(Collected data)
==*==

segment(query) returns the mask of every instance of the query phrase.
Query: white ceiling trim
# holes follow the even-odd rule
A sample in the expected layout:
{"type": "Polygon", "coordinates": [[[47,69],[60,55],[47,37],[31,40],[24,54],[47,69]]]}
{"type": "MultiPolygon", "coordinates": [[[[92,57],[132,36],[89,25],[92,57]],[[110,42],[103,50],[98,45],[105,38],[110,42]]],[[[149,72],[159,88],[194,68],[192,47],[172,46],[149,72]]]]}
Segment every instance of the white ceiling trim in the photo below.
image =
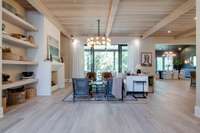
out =
{"type": "Polygon", "coordinates": [[[112,25],[115,20],[115,16],[119,7],[120,0],[111,0],[110,9],[108,15],[108,22],[106,27],[106,36],[108,37],[112,31],[112,25]]]}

==*==

**WHAT YOU HAVE TO DO**:
Pictures stay out, but every record above is to be returned exactly.

**YOUR SOLUTION**:
segment(query) returns the mask of every instance of the query phrase.
Query: white ceiling trim
# holes follow the even-odd rule
A sample in the expected layout:
{"type": "Polygon", "coordinates": [[[47,69],[60,55],[47,37],[31,40],[24,54],[47,69]]]}
{"type": "MultiPolygon", "coordinates": [[[[92,57],[132,36],[89,25],[92,57]],[[110,42],[103,50],[98,45],[105,38],[110,42]]],[[[149,72],[159,88],[194,68],[192,47],[172,46],[149,72]]]]}
Segment every instance of the white ceiling trim in the photo below.
image =
out =
{"type": "Polygon", "coordinates": [[[112,25],[115,20],[115,16],[119,7],[120,0],[111,0],[110,9],[108,15],[108,22],[106,27],[106,36],[108,37],[112,31],[112,25]]]}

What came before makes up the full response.